EXCERPTED TEXT:
Pub Date: Nov. 11th, 2003
ISBN: 0-553-80294-1
Publisher: Bantam

Baruth’s first full-length fiction (after linked stories and a novella, not reviewed) is an unsatisfying hybrid: a time-travel extravaganza that’s also a political novel featuring Bill Clinton.

It’s 2055, and the outlook for the US is dire. The Cigarette Wars have been going on for 30 years, the US is losing ground to the Sino-Russian Alliance, and whole swaths of the West are controlled by homegrown right-wing militias. The origins of the Wars lie in the Clinton Administration’s decision in the 1990s to push for NATO expansion (real) and the Anti-Tobacco Accords (invented). Go back in time, annul those decisions, and nip the Wars in the bud: the NSC in 2055 can do all that. The key figure is BC, still alive at 109 and working in Little Rock with narrator Sal Hayden, a female historian, his authorized biographer, and the world’s greatest expert on BC. The NSC needs Sal’s help as “script consultant,” so they lock down the Arkansas facility with a Clancyesque flourish and draft her, under protest. She has three handlers code-named James (for Carville), George (for Stephanopoulos), and Virginia, a “bodyist,” who will seduce—or kill—as directed. The four fly into 1963 Vegas to watch the Patterson-Liston fight (huh?) before their real assignment, recruiting/kidnapping the 16-year-old BC (yBC), who will then persuade his older 1995 self to scrap those decisions. It’s all baloney, of course, both as narrative (endless set-up, nonexistent payoff) and as geopolitics (Orwell’s 1984 with a high-tech gloss). What’s fresh, interestingly, is BC himself, whether as a teenager already demonstrating his formidable people skills, or as an immensely old man, still the same mix of charm, empathy, self-pity and tantrums; Baruth even gets mischievous fun out of a confrontation between Sal and a programmed BC at an interactive mock-up of a White House Coffee.

It’s a shame that Baruth’s real strength as a character-driven storyteller is too often eclipsed by arid think-tank scenarios.

WRITTEN TASK A:
Extract every line in the records that contains the string "positive", matching case exactly.

SUPPLIED RECORDS:
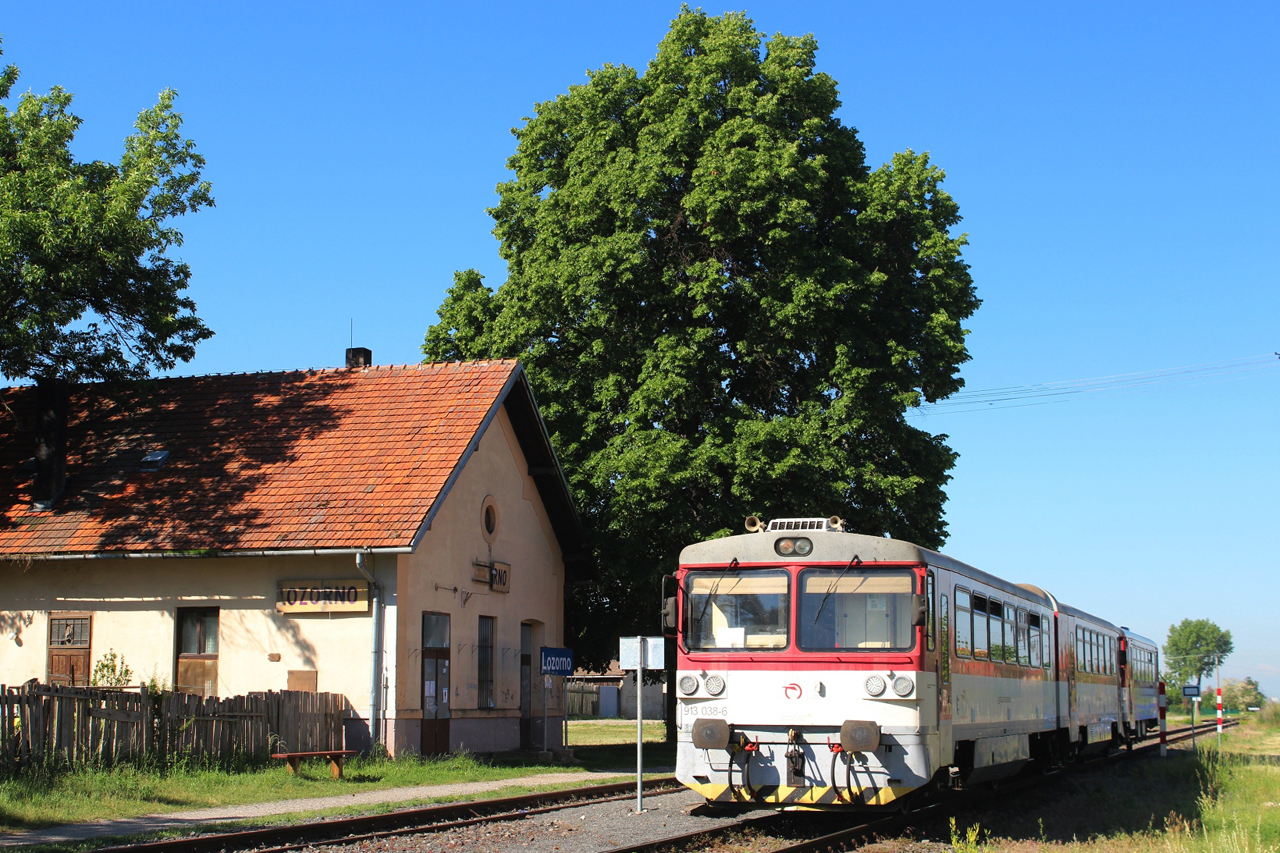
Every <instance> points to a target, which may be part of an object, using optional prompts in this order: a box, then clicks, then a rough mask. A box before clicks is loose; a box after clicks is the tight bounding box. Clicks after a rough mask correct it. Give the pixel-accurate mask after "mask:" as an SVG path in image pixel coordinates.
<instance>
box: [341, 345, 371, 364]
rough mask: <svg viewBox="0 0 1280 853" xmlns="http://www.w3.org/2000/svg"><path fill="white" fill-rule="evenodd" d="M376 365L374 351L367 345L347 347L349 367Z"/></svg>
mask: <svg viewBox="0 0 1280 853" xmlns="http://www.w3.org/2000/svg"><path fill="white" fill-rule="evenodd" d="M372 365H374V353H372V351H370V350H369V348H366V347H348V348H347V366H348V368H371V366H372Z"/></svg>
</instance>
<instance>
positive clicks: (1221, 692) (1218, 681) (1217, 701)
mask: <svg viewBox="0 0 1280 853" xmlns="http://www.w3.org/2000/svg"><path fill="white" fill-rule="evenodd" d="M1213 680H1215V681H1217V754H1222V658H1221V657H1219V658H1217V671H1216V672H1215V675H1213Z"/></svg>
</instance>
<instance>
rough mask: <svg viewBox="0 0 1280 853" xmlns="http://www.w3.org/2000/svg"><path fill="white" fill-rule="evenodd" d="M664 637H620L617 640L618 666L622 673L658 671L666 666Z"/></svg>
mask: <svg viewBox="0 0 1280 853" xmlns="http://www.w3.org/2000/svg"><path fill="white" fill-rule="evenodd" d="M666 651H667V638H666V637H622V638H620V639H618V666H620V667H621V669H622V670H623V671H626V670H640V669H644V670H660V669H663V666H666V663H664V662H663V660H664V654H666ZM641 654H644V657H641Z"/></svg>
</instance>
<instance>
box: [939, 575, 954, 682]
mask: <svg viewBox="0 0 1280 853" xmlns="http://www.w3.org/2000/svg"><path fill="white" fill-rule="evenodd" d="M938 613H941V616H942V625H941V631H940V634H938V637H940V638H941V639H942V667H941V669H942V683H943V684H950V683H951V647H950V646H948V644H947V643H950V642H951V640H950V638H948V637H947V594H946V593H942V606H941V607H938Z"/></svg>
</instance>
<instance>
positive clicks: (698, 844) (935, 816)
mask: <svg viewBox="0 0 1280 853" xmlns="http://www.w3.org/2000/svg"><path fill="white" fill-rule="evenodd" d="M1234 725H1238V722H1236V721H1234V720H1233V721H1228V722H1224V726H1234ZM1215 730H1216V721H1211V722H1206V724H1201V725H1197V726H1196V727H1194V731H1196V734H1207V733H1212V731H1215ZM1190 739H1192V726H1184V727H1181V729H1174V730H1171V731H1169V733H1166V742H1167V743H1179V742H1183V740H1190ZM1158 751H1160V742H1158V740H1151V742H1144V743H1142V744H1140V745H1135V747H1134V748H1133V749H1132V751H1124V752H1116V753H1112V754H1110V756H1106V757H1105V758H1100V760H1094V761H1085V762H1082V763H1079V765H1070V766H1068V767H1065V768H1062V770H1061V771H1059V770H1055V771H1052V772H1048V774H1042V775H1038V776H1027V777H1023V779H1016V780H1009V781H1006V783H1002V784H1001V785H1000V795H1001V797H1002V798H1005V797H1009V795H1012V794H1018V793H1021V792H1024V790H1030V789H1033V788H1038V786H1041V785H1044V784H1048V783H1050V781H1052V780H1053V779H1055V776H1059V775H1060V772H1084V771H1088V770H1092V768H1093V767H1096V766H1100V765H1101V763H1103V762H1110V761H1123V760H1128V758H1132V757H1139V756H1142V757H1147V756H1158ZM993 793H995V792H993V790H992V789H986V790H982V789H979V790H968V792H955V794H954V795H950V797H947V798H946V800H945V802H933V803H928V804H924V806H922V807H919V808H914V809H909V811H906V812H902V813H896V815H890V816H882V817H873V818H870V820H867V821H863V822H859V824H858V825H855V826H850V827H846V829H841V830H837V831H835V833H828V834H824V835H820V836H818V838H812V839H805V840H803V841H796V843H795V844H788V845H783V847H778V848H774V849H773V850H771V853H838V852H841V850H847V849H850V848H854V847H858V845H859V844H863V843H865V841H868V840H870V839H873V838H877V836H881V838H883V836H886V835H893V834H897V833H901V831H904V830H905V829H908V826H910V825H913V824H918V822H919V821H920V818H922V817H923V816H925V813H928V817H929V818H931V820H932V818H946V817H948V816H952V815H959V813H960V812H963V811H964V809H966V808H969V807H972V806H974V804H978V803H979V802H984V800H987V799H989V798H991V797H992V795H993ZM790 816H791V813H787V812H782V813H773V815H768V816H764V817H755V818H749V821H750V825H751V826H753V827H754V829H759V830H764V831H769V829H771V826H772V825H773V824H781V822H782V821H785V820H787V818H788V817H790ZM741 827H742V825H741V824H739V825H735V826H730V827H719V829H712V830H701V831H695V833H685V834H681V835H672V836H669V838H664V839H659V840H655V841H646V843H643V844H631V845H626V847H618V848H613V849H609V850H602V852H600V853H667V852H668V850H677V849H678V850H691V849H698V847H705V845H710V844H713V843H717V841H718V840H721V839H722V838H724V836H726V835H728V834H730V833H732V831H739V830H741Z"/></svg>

WRITTEN TASK B:
Answer these questions about the book review:
(i) Which publisher released the book?
(ii) In what year does the story open?
(iii) How old is BC at that point in the story?

ANSWER A:
positive clicks: (1221, 692) (1218, 681) (1217, 701)
positive clicks: (698, 844) (935, 816)

ANSWER B:
(i) Bantam
(ii) 2055
(iii) 109